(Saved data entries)
|---|

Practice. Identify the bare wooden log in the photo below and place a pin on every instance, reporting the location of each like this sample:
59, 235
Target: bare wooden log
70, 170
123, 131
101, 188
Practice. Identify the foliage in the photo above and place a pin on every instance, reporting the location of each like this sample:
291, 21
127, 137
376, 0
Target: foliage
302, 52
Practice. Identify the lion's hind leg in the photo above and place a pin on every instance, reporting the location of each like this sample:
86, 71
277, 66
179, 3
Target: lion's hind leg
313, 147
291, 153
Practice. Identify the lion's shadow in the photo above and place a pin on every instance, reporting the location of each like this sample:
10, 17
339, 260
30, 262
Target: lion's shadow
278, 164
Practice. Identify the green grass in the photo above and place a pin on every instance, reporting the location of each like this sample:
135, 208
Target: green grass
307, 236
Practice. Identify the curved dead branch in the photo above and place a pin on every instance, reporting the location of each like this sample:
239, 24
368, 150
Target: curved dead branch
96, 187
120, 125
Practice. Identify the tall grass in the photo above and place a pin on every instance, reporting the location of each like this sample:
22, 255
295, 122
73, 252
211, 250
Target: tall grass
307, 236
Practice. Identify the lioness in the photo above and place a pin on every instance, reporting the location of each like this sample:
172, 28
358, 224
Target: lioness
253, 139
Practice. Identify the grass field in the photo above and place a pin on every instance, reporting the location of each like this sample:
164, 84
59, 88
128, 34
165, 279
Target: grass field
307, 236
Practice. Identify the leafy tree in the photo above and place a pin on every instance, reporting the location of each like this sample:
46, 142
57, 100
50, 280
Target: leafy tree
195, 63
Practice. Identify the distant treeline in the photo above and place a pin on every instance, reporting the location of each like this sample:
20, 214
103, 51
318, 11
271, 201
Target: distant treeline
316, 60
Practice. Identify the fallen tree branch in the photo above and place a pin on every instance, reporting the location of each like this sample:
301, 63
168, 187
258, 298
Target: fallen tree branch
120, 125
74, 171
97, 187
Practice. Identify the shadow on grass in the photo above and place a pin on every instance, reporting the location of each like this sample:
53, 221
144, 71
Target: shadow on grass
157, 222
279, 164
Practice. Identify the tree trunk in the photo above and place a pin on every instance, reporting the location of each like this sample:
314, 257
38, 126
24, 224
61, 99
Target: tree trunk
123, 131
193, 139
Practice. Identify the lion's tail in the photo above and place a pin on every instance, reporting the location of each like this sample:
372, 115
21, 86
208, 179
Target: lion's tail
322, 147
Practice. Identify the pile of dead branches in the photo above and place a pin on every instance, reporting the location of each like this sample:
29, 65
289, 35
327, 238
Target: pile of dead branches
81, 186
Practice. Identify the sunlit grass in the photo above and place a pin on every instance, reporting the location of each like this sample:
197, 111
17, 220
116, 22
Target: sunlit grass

|---|

# Description of the task
Count every line in the data that contains the word "sunlit", then give that count and nothing else.

# Output of the exercise
2